What this task involves — Extend the excerpt on configuring the MuJoCo hardware interface, starting right after the last line shown.

[START OF Source excerpt]

The MuJoCo hardware interface is shipped as a ros2_control plugin. Specify it in your URDF and point to a valid MJCF on launch:

<ros2_control name="MujocoSystem" type="system">
  <hardware>
    <plugin>mujoco_ros2_control/MujocoSystemInterface</plugin>

    <!-- Path to the MuJoCo scene XML -->
    <param name="mujoco_model">$(find my_description)/description/scene.xml</param>

    <!-- Optional: load PID gains from a ROS parameters YAML file.
         Enables position/velocity PID control for velocity, motor, and custom actuators. -->
    <param name="pids_config_file">$(find my_description)/config/pids.yaml</param>

    <!-- Optional: override the Simulate App speed scaling.
         Allows running faster than real time (e.g. 5.0 = 500%). Omit or set <0
         to use the rate requested from the App window. -->
    <param name="sim_speed_factor">5.0</param>

    <!-- Optional: apply a named keyframe from the MJCF as the initial state.
         Has no effect if override_start_position_file is also set. -->
    <param name="initial_keyframe">optional_frame</param>

    <!-- Optional: load the full MuJoCo model state from a file saved via
         'Copy state' in the Simulate window. Mutually exclusive with initial_value
         on state interfaces. Ignored if the string is empty. -->
    <param name="override_start_position_file">$(find my_description)/config/start_positions.xml</param>

    <!-- Optional: topic from which the MJCF XML is read when mujoco_model is not set.

[END OF Source excerpt]
[START OF Data]

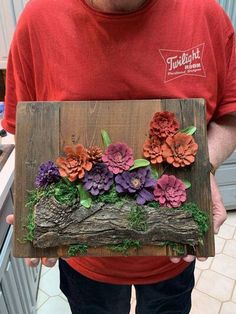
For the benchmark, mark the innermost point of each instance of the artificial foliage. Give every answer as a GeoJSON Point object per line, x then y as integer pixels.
{"type": "Point", "coordinates": [111, 175]}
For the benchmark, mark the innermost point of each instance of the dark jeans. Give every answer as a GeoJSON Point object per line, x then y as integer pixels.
{"type": "Point", "coordinates": [87, 296]}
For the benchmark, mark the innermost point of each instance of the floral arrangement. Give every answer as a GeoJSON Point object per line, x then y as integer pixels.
{"type": "Point", "coordinates": [91, 175]}
{"type": "Point", "coordinates": [96, 172]}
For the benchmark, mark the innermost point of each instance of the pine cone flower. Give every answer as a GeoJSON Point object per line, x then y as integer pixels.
{"type": "Point", "coordinates": [95, 154]}
{"type": "Point", "coordinates": [170, 191]}
{"type": "Point", "coordinates": [180, 150]}
{"type": "Point", "coordinates": [98, 180]}
{"type": "Point", "coordinates": [118, 157]}
{"type": "Point", "coordinates": [48, 173]}
{"type": "Point", "coordinates": [163, 124]}
{"type": "Point", "coordinates": [76, 162]}
{"type": "Point", "coordinates": [152, 150]}
{"type": "Point", "coordinates": [138, 182]}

[END OF Data]

Result for this task —
         Defaults to /mujoco_robot_description. -->
    <param name="mujoco_model_topic">/mujoco_robot_description</param>

    <!-- Optional: lidar LaserScan publish rate in Hz (all lidar sensors share one rate). -->
    <param name="lidar_publish_rate">10.0</param>

    <!-- Optional: run the simulator without a GUI window. Defaults to false. -->
    <param name="headless">false</param>

    <!-- Optional: name of a MuJoCo free joint whose odometry is published as a
         nav_msgs/Odometry message. -->
    <param name="odom_free_joint_name">floating_base_joint</param>
    <param name="odom_topic">/simulator/floating_base_state</param>
  </hardware>
...

Due to compatibility requirements, a slightly modified ros2_control node is required. It is the same executable and accepts the same parameters as the upstream node:

control_node = Node(
    # Use the node from this package
    package="mujoco_ros2_control",
    executable="ros2_control_node",
    output="both",
    parameters=[
        {"use_sim_time": True},
        controller_parameters,
    ],
)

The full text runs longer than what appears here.